[begin Input rows]
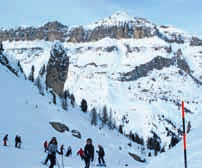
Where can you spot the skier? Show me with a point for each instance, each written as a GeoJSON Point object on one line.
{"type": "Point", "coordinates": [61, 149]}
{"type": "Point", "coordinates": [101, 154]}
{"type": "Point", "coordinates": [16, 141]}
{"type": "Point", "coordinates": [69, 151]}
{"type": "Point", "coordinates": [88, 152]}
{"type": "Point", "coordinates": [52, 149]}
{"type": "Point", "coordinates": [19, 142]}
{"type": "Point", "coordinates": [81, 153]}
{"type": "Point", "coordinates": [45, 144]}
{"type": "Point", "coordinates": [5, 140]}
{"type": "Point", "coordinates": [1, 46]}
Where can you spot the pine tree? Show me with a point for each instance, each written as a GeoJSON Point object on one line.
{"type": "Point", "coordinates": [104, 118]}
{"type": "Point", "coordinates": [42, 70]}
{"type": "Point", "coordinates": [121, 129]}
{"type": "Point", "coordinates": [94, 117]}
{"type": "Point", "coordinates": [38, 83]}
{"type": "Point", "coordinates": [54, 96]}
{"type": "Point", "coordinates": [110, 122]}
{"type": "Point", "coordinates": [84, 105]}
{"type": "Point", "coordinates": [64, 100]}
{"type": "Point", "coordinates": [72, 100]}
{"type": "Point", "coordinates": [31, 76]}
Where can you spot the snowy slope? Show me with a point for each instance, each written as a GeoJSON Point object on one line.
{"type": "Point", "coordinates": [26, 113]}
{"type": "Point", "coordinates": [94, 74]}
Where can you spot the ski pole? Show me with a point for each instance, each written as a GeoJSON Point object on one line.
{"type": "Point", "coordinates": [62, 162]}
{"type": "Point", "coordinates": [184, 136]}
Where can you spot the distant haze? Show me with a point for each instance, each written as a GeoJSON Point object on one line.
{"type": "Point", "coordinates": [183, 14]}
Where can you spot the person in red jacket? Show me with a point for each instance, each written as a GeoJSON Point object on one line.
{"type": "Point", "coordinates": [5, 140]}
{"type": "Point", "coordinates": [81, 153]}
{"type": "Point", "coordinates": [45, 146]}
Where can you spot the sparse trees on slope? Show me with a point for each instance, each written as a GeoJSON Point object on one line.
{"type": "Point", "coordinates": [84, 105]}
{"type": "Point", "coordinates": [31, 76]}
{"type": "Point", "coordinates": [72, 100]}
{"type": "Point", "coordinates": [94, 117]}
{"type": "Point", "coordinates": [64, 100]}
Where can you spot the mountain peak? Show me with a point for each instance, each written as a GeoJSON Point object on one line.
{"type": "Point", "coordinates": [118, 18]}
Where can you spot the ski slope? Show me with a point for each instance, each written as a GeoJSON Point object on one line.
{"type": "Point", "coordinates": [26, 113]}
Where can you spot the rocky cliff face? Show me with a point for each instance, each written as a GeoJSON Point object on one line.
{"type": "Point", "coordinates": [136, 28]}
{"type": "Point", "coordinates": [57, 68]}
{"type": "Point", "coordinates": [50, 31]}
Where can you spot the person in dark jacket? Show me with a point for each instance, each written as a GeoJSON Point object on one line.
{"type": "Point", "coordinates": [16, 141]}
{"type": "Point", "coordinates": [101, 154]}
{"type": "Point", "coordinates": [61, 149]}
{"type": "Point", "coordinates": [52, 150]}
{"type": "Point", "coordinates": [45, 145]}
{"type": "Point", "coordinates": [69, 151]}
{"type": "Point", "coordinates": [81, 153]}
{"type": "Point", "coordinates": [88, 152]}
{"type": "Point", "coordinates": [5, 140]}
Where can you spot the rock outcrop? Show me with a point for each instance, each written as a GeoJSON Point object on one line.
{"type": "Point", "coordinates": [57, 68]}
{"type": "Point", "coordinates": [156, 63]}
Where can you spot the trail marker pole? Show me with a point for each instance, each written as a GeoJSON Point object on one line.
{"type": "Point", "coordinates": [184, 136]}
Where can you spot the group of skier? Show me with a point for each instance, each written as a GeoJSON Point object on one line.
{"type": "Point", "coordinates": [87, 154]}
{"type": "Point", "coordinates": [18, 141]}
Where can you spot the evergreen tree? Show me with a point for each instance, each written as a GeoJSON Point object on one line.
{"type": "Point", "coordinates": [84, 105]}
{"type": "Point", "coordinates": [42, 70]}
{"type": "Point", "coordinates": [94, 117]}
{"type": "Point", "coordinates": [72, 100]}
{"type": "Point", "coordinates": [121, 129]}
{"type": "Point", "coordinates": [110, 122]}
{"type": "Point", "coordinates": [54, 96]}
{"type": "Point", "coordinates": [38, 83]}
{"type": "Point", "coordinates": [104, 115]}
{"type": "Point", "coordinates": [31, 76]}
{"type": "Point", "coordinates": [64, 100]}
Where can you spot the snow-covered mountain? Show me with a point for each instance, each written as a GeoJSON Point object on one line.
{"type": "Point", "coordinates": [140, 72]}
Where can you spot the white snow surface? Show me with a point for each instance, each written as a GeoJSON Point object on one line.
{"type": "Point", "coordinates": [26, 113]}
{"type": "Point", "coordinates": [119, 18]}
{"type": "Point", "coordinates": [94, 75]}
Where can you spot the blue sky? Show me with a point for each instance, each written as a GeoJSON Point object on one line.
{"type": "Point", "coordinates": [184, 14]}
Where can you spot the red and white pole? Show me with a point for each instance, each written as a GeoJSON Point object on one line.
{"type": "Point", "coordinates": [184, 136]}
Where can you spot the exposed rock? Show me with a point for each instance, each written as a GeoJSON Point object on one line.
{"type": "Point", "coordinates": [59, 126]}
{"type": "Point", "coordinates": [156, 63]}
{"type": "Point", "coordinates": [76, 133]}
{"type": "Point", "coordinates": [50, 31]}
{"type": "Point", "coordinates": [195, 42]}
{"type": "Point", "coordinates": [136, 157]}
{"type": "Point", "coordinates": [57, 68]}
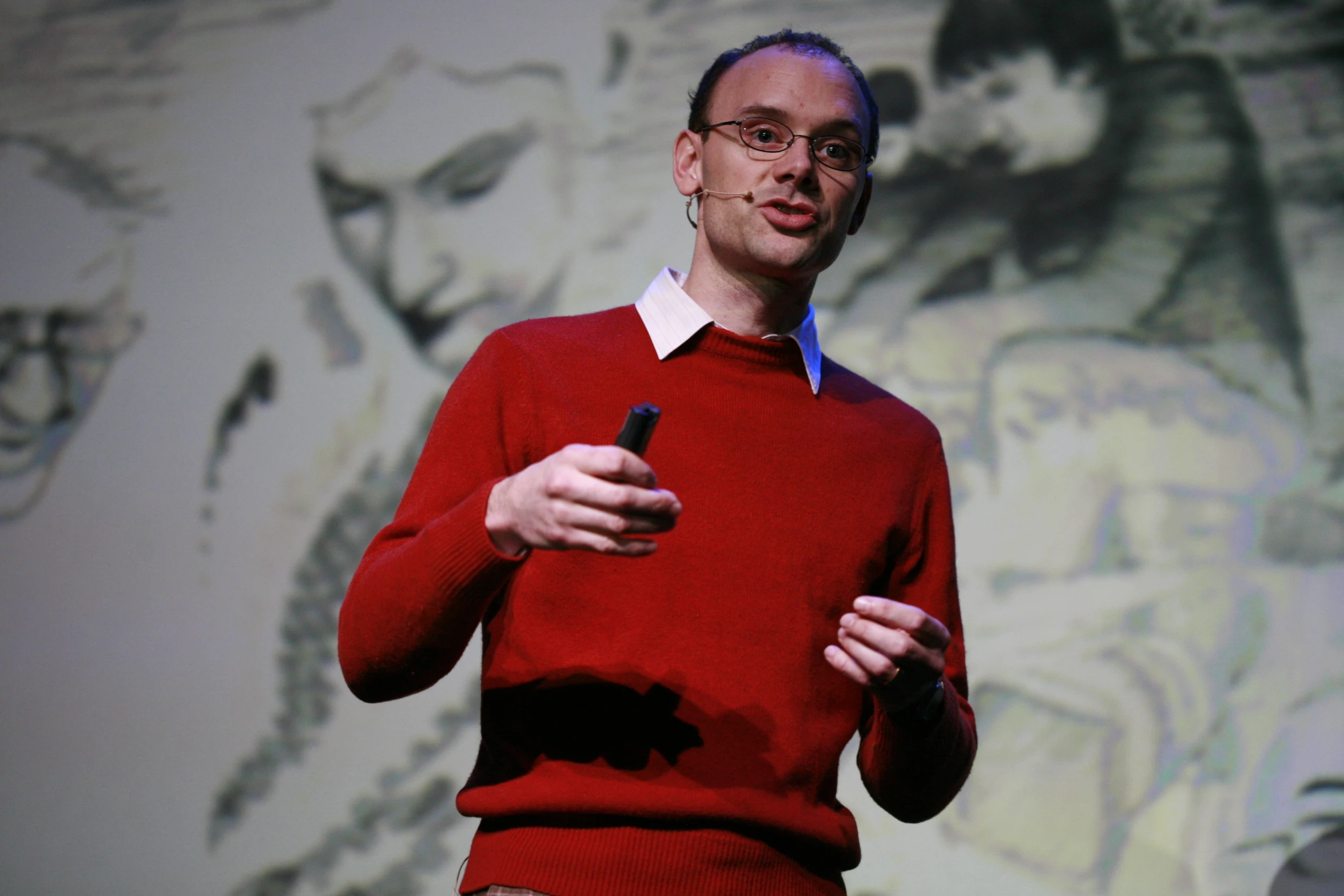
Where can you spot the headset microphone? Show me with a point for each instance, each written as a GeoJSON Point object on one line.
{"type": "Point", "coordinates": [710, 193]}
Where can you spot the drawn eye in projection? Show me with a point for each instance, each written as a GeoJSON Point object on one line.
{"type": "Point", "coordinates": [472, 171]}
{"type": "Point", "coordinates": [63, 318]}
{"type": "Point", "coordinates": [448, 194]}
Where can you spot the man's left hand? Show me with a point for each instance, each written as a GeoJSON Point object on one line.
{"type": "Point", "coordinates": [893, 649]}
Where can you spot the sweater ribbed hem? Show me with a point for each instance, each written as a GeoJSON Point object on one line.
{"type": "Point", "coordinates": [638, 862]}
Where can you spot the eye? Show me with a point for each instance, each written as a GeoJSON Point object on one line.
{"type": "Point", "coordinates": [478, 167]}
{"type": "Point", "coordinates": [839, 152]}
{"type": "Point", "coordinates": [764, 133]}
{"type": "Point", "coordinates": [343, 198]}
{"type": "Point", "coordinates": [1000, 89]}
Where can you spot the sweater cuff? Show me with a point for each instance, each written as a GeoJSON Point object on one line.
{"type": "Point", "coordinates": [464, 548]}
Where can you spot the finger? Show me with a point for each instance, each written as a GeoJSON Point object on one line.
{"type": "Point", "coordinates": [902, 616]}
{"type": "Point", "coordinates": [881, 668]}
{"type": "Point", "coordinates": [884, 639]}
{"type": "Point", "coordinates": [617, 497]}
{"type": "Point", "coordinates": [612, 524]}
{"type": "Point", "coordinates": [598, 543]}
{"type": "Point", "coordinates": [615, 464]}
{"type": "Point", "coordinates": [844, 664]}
[end Input rows]
[begin Input rows]
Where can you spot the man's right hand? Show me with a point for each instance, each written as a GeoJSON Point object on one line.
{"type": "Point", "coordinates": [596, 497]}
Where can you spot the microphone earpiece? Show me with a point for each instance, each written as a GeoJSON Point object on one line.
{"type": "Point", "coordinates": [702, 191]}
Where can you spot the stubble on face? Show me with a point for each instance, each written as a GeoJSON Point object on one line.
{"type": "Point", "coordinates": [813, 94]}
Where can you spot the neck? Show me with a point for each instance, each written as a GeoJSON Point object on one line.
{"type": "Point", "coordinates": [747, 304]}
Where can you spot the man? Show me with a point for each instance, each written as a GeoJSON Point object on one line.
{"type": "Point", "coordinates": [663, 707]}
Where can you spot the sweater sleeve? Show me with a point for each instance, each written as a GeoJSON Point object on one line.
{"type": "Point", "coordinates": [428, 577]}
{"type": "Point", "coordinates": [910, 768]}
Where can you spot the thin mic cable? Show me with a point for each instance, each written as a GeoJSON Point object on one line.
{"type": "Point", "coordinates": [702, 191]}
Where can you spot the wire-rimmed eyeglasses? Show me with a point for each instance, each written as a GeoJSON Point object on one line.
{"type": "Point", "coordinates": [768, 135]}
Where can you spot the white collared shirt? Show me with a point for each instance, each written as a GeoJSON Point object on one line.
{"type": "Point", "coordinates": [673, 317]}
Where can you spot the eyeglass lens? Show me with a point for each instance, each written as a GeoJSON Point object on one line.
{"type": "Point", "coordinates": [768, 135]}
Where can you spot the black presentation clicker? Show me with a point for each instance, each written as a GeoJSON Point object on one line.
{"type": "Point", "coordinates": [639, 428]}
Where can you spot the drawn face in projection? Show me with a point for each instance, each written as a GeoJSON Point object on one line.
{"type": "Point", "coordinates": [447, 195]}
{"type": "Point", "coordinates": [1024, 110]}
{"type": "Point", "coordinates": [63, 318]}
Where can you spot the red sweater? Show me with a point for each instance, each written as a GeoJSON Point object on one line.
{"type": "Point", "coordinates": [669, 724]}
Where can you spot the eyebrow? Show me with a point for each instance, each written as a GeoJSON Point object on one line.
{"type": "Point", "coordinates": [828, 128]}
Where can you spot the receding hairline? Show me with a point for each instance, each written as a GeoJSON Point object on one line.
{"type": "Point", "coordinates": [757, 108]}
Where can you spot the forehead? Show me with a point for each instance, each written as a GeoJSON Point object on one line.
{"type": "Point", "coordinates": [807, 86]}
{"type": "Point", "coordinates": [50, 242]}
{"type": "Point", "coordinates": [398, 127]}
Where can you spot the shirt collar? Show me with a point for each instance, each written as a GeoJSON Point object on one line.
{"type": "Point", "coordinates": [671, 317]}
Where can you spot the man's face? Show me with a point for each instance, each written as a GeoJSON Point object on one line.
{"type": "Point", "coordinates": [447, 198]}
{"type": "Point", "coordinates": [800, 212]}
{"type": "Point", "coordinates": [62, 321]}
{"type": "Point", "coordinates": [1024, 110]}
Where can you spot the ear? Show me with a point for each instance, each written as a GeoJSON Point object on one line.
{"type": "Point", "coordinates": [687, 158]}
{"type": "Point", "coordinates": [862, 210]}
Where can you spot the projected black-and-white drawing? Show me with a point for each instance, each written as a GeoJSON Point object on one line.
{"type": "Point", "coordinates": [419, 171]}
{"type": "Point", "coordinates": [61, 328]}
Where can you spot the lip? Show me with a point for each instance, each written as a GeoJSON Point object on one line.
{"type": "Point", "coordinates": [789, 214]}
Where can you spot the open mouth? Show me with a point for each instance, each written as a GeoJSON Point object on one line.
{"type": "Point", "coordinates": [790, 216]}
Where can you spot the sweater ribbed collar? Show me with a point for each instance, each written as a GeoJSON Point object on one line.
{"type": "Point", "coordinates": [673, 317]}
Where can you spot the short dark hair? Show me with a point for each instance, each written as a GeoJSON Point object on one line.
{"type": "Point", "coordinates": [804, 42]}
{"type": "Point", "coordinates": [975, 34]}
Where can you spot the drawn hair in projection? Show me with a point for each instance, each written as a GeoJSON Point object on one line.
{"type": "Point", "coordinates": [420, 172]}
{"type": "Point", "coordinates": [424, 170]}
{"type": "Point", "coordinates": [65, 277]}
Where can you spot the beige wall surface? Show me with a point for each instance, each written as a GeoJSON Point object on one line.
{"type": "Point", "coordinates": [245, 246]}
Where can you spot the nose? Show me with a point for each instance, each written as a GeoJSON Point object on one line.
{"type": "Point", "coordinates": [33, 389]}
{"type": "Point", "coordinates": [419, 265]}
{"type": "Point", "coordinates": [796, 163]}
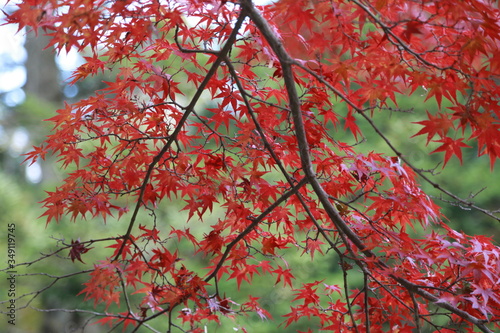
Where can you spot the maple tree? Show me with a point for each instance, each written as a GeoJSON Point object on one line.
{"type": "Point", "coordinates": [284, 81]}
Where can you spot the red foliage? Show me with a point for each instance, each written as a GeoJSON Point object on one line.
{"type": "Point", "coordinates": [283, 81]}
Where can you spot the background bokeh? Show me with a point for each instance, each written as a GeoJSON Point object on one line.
[end Input rows]
[begin Input rows]
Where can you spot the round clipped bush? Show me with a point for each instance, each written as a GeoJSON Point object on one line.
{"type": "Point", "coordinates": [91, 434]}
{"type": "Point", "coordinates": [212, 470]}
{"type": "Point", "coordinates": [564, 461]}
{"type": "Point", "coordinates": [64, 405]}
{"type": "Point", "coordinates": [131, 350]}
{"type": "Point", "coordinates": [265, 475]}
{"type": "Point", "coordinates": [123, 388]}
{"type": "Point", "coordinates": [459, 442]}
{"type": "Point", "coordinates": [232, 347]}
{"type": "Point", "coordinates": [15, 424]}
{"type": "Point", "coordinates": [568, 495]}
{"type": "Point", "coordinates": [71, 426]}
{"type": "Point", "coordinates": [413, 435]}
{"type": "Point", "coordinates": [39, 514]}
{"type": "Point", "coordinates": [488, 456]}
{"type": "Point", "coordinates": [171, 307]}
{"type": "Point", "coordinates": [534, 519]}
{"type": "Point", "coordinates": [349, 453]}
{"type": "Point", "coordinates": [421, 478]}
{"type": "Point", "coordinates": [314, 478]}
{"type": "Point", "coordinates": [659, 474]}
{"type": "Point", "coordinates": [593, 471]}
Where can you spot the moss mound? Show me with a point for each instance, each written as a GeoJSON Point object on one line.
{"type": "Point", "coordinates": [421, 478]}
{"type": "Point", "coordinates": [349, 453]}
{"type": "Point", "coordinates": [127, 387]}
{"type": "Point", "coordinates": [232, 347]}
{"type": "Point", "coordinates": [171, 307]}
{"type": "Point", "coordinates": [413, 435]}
[end Input rows]
Select every line in the rows above that contains the word "person", and copy each one out in full. Matching is case-sensitive.

Where can you spot the person in red jacket? Show me with a point for each instance, each written as a GeoJSON Point object on one line.
Where can you spot the person in dark jacket? Show me with a point for each instance, each written as a GeoJSON Point object on one line.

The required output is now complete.